Written problem: Copy the items below, swapping every occurrence of "evenodd" for "nonzero" and leaving all other text unchanged.

Working data:
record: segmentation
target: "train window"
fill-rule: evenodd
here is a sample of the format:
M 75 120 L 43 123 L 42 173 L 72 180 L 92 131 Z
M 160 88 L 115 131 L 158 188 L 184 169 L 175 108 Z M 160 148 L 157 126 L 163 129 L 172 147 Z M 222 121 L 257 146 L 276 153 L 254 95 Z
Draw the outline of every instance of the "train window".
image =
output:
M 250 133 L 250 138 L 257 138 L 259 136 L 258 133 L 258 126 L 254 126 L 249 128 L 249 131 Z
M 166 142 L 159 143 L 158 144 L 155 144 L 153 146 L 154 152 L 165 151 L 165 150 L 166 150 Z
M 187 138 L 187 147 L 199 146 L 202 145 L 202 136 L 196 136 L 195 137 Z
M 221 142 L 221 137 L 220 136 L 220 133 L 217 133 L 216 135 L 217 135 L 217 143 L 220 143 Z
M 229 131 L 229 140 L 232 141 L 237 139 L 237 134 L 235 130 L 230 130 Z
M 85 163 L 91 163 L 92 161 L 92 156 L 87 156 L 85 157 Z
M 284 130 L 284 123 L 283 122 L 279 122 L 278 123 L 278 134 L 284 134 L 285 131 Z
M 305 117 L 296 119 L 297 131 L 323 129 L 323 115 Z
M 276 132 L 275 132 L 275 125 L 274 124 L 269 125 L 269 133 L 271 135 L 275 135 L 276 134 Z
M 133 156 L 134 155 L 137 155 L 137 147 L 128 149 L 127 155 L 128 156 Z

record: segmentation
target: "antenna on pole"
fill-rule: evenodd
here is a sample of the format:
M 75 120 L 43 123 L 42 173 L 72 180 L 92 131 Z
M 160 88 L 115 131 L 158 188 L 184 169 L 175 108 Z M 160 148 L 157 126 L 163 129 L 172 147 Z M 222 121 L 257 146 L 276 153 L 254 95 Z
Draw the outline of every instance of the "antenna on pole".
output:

Answer below:
record: segmentation
target: "train window"
fill-rule: nonzero
here is a sample of the format:
M 75 120 L 43 123 L 42 173 L 72 180 L 92 131 Z
M 160 88 L 115 131 L 158 188 L 184 169 L 175 108 Z M 160 148 L 157 126 L 163 129 L 172 147 Z M 222 121 L 257 146 L 276 153 L 254 95 Z
Draw the outline of every instance of the "train window".
image =
output:
M 250 133 L 250 138 L 257 138 L 259 136 L 258 133 L 258 126 L 254 126 L 249 128 L 249 131 Z
M 166 142 L 159 143 L 158 144 L 155 144 L 153 146 L 154 152 L 165 151 L 165 150 L 166 150 Z
M 187 138 L 187 147 L 199 146 L 202 145 L 202 136 L 196 136 L 195 137 Z
M 221 142 L 221 137 L 220 136 L 220 133 L 217 133 L 216 135 L 217 135 L 217 143 L 220 143 Z
M 229 131 L 229 140 L 232 141 L 237 139 L 237 134 L 235 130 L 230 130 Z
M 85 163 L 91 163 L 92 161 L 92 156 L 87 156 L 85 157 Z
M 284 130 L 284 123 L 283 122 L 279 122 L 278 123 L 278 134 L 284 134 L 285 131 Z
M 305 117 L 296 119 L 297 131 L 323 129 L 323 115 Z
M 276 132 L 275 132 L 275 125 L 274 124 L 269 125 L 269 133 L 271 135 L 275 135 L 276 134 Z
M 133 156 L 134 155 L 137 155 L 137 147 L 128 149 L 127 155 L 128 156 Z

record: segmentation
target: "antenna on pole"
fill-rule: nonzero
here is a sample of the format:
M 75 120 L 43 123 L 42 173 L 72 180 L 92 131 Z
M 160 88 L 115 131 L 158 188 L 184 169 L 175 108 Z M 160 148 L 157 126 L 163 129 L 172 147 Z M 222 121 L 257 146 L 276 153 L 254 95 Z
Draw the outline of every instance of the "antenna on pole".
output:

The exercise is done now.